- _TO DO_
1/ Duplicate everything in the dog-breeder text from "A good breeder welcomes" down to "psychologically and physically.".
2/ Render this sentence from the dog-breeder text in Spanish: "Oldies are also a living warranty of the health of the bloodlines."
3/ Pick up the dog-breeder text after its final sentence and write what comes next.

- _SUPPLIED PASSAGE_
A good breeder doesn’t re-home oldies
Because his dogs are his family! The place of a retired dog is the living room, where he can relax and assists with the education of the youngsters. BEWARE of breeders that only have young dogs, always ask to see the oldies. Oldies are also a living warranty of the health of the bloodlines.
A good breeder asks a zillion questions and is always ready to take back a dog of his breeding
He screens possible families for the sake of his puppies because the wellbeing of his puppies is his first priority. Sincere breeders will be a bit hesitant to sell you a puppy until they know more about you, what you are looking for in a dog, and what lifestyle you have in mind for your dog. Having the best interest of the puppy at heart, reputable breeders will take great pains to place puppies properly the first time around. A returned puppy is a traumatic experience for all concerned, so the breeder who is always willing to accept a puppy back will try to make certain that a Golden is the breed for you. If you feel under the great inquisition it’s a good thing!
A good breeder educates the new owner on the breed and on how to manage the puppy
He provides instructions on feeding, training and care; he is always available for advice and support and loves to hear about the life of the dogs he bred.
A good breeder welcomes visitors and the opportunity to be compared to other breeders
He is able to show a clean environment; healthy, well-socialized puppies, adults and oldies, a healthy dam and sire with good temperaments. Should the sire belong to a different person, the breeder still provides the health clearances of the stud dog and all the info pertaining to the stud dog’s kennel. You should avoid:
a) shy, whimpering, fearful puppies
b) puppies with dull coats, crusty or running eyes, signs of diarrhea, rashes or sores on their abdomens
c) signs of neglect, such as lack of water, pans of uneaten food, and dirty conditions
d) a breeder who will sell a puppy under seven weeks of age, as early separation from the dam and littermates can be very detrimental both psychologically and physically.

- _GIVEN ENTRIES_
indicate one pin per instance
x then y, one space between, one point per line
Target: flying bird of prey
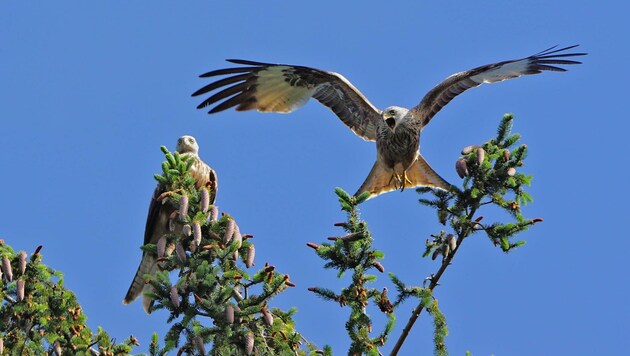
284 88
159 214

- _EXERCISE ANSWERS_
1/
A good breeder welcomes visitors and the opportunity to be compared to other breeders
He is able to show a clean environment; healthy, well-socialized puppies, adults and oldies, a healthy dam and sire with good temperaments. Should the sire belong to a different person, the breeder still provides the health clearances of the stud dog and all the info pertaining to the stud dog’s kennel. You should avoid:
a) shy, whimpering, fearful puppies
b) puppies with dull coats, crusty or running eyes, signs of diarrhea, rashes or sores on their abdomens
c) signs of neglect, such as lack of water, pans of uneaten food, and dirty conditions
d) a breeder who will sell a puppy under seven weeks of age, as early separation from the dam and littermates can be very detrimental both psychologically and physically.

2/ Los perros mayores son también una garantía viva de la salud de las líneas de sangre.

3/
A good breeder gives you references
He provides the names of people who have purchased puppies in the past, the names of other breeders, and the veterinarian who provides care for the breeder's dogs.
A good breeder provide a written contract and/or conditions of sale and a health certificate
The contract should be absolutely explicit and a signed copy should be provided to each party. BEWARE of breeders that can guarantee freedom of health conditions throughout the life of the dog, such a thing CAN’T be guaranteed; breeders are only humans not God.
* “Breeders” that have first, second, third and last choices and sell littermates for different prices.
* ”Breeders” that charge a higher price for the pedigree.
* “Breeders” that sell puppies with pedigrees and puppies without for a lower price. IT’S ILLEGAL!!
* “Breeders” that ask for astronomic prices for puppies.
* “Breeders” that claims their puppies are rare cream English Goldens.
THERE’S NOT SUCH A THING!! The Golden Retriever is ONE breed only, with different types. There is nothing rare or difficult to get. If there must be a difference in price, it should be motivated by the accomplishments of the parents, not certainly on a false rarity claim!
A good breeder doesn’t sell his puppies to a pet shop, nor he ships them, nor he sells through a third party
A good breeder always list detailed information about his dogs on his website. BEWARE of websites where the dog appears only with his family name, and neither the clerances nor the full pedigree are listed!